### PROVIDED PASSAGE

START

The outer sheath of a high-voltage cable acts as its first line of defense. Its main job isn’t to handle high electrical voltage but to protect the internal components, especially the metallic shield and primary insulation, from the outside world. This includes protection from moisture, chemicals, and physical damage during and after installation. A breach in the sheath can allow water to reach the metallic shield, leading to corrosion and eventually insulation failure. A DC sheath test is a simple quality control check.

According to the IEC 60502-2 standard, we apply a DC voltage, often 10 kV for 1 minute, between the cable’s metallic shield and an external ground. If there are no holes or cracks, the sheath holds the voltage. If there is a fault, current will flow, and the test will fail, alerting us to the damage. This simple pass/fail test is highly effective for its specific purpose.

Should HV (6-35kV) cable pressure tests use AC or DC?

Choosing between AC and DC for your main insulation tests is a critical decision. Making the wrong choice can hide serious problems or even damage your cable.
For modern high-voltage cables with XLPE insulation, you must use an AC test. DC testing is an outdated method for this type of cable. It can cause a damaging effect called “space charge,” which can lead to future failures after the cable is returned to service. Standards from the IEEE and IEC strongly recommend AC or VLF AC tests.

Using DC voltage to test modern XLPE (Cross-Linked Polyethylene) insulation is a bad idea. While it was the standard for old paper-insulated cables, it is harmful to modern dielectric materials. When you apply a high DC voltage to an XLPE cable, electrical charges can become embedded deep inside the insulation. This is called “space charge.” These trapped charges do not disappear when the test is over. Later, when you energize the cable with its normal AC voltage, the trapped DC charges create points of extremely high electrical stress. These stress points can weaken the insulation and cause it to fail prematurely.

So, the DC test itself can be the cause of a future fault. AC testing, on the other hand, mimics the cable’s normal operating conditions. It stresses the insulation in the way it was designed to be stressed, revealing real weaknesses without creating new ones.

What is the VLF test for MV cables?

You need an effective AC test, but standard power-frequency test sets are massive. These units are often too heavy and impractical for most field work.
A VLF (Very Low Frequency) test is a special type of AC withstand test. It uses a much lower frequency, typically 0.1 Hz instead of the standard 50 or 60 Hz. This simple change drastically reduces the power and size of the test equipment, making it very portable.

END

### INFORMATION SHOWN
START

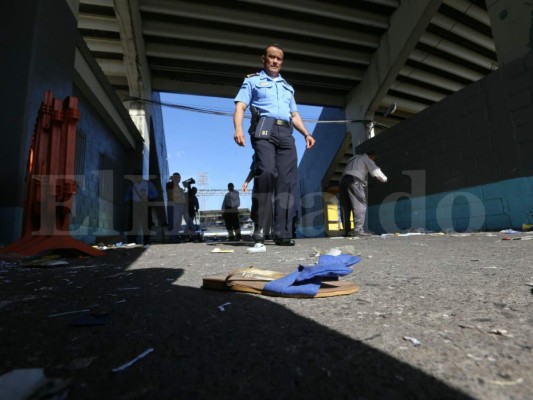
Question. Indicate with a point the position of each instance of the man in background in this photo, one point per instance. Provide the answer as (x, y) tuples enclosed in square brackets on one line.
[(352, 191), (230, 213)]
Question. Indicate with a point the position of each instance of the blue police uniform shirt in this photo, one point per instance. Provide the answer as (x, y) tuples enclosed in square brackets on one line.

END
START

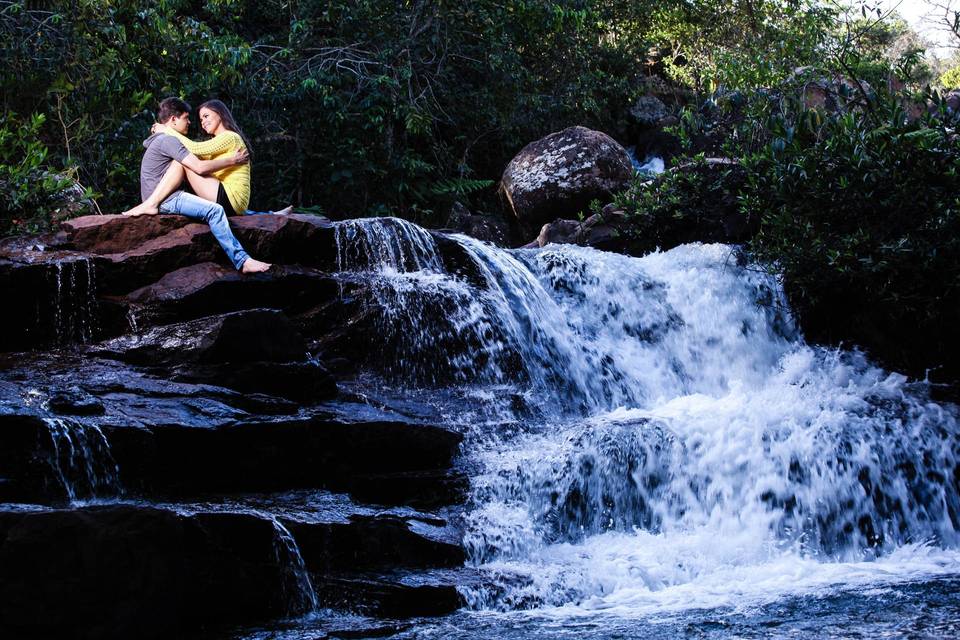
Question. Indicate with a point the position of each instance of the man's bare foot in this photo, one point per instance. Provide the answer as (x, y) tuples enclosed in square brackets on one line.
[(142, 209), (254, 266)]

END

### PROBLEM STATEMENT
Decide whether each statement below agrees with the cable testing text, answering yes or no and quoting the words of the text that settle it. 1. The DC sheath test applies voltage between the metallic shield and an external ground. 2. The outer sheath's main job is to handle high electrical voltage. 3. A VLF test typically runs at 1 Hz.

### RESPONSE TO THE EXERCISE
1. Yes: "we apply a DC voltage, often 10 kV for 1 minute, between the cable’s metallic shield and an external ground"
2. No: "Its main job isn’t to handle high electrical voltage but to protect the internal components"
3. No: "typically 0.1 Hz instead of the standard 50 or 60 Hz"